_Objective:_
Find "of the breaking" in the material below, then copy that line and every subsequent line to the end, exactly.

(Pointing and labeling entries)
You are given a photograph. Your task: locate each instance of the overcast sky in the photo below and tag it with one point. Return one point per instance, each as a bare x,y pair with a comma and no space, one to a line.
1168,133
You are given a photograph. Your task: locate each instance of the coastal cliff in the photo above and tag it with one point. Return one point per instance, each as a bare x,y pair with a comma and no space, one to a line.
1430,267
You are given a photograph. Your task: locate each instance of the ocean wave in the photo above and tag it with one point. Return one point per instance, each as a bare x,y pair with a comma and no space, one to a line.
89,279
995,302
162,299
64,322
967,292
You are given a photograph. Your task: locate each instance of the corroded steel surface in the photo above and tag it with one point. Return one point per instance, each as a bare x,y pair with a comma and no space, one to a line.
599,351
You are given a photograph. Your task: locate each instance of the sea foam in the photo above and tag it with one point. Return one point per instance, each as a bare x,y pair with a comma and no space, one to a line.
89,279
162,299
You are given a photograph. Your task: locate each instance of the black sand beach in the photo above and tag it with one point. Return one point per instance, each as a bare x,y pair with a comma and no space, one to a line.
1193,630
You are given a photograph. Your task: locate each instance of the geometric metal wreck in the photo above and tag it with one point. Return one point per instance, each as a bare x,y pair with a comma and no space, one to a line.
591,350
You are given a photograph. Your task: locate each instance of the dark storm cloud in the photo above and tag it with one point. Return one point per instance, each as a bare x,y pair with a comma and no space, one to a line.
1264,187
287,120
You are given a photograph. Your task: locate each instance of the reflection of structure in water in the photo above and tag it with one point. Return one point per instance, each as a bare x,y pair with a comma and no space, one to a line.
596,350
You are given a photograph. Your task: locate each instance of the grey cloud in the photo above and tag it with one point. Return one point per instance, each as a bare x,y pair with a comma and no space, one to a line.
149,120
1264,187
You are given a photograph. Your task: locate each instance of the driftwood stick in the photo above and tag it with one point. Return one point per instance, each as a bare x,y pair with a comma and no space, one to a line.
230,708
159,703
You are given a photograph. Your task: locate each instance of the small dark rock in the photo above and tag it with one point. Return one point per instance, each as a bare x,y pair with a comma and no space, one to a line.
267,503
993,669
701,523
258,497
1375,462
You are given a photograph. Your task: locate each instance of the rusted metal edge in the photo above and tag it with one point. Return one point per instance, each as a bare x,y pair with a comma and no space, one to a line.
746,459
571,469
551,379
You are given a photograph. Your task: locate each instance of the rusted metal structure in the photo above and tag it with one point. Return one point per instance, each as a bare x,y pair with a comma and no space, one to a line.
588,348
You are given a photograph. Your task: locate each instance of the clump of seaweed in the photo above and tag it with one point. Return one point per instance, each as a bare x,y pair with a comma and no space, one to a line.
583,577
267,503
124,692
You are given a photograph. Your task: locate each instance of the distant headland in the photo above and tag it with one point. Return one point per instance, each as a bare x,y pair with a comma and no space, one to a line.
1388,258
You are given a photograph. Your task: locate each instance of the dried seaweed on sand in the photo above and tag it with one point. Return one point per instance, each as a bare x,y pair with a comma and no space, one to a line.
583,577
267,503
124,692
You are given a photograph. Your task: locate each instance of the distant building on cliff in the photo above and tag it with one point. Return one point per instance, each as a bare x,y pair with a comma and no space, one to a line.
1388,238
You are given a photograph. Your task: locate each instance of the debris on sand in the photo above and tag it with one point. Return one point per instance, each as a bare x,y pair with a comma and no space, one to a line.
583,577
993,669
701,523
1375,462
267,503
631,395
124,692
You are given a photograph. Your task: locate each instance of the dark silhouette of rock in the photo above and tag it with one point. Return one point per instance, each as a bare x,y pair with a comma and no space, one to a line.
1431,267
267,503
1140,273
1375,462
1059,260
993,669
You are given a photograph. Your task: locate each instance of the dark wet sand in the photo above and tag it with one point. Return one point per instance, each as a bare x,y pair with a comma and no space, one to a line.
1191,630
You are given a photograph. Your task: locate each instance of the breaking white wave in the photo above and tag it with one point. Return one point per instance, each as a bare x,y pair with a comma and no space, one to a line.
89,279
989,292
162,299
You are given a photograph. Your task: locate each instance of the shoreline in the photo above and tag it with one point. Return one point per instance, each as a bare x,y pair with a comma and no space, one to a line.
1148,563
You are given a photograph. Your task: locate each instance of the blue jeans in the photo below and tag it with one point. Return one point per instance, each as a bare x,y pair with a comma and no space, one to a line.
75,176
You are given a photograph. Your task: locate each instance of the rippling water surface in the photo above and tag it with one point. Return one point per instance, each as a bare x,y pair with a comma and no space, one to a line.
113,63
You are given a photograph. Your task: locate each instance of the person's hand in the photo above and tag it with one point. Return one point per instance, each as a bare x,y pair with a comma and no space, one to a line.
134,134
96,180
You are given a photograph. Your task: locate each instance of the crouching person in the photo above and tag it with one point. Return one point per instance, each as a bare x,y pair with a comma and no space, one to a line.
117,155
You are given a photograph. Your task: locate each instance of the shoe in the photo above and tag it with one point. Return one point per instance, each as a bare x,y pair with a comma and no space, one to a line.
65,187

_Result:_
You are given a photograph. Your task: locate each instance of the breaking white wave in the photo above and tag it with one point. Return one point per instance, each as a bare x,y pair with a comma and no space, one to a line.
89,279
989,292
162,299
You are given a photograph. Your task: locate each instance of the shoreline in the photo above and tag it with one point. Return one point per instance, each as a bare x,y pair with a comma and no space, one to a line.
1148,563
You are given a photograph. Your task: locate each instance of the blue jeans in the photo below and tag it with one point. Return one point per instance, each as a bare x,y pair with a comma and no space, one to a line.
75,176
You are given a photograph. Your task: locate each instance of the rippling water surface in the photo above and tag it with one point. Return one point per instance, each as a bare x,y pair with a comma and no space, one to a line.
113,63
You are given a photograph. Your task: locate each instance of the person's hand in the photo above and tag it with one point. Return one point per instance, each as a bare x,y pair with a comma and no space, one to a line.
134,134
96,180
You are given a photograph. Your task: locate each instance of the crouching person in the photo above and tag it with one point. Return one point per instance, each as a bare x,y pair with a comma and no space, one to a line.
117,155
You are given a photograph. Your task: locate each instance of the shoe in the photo above and tag it with one point. Return one point per instance, each as a bare x,y pair with a comma and no space, one to a line.
65,187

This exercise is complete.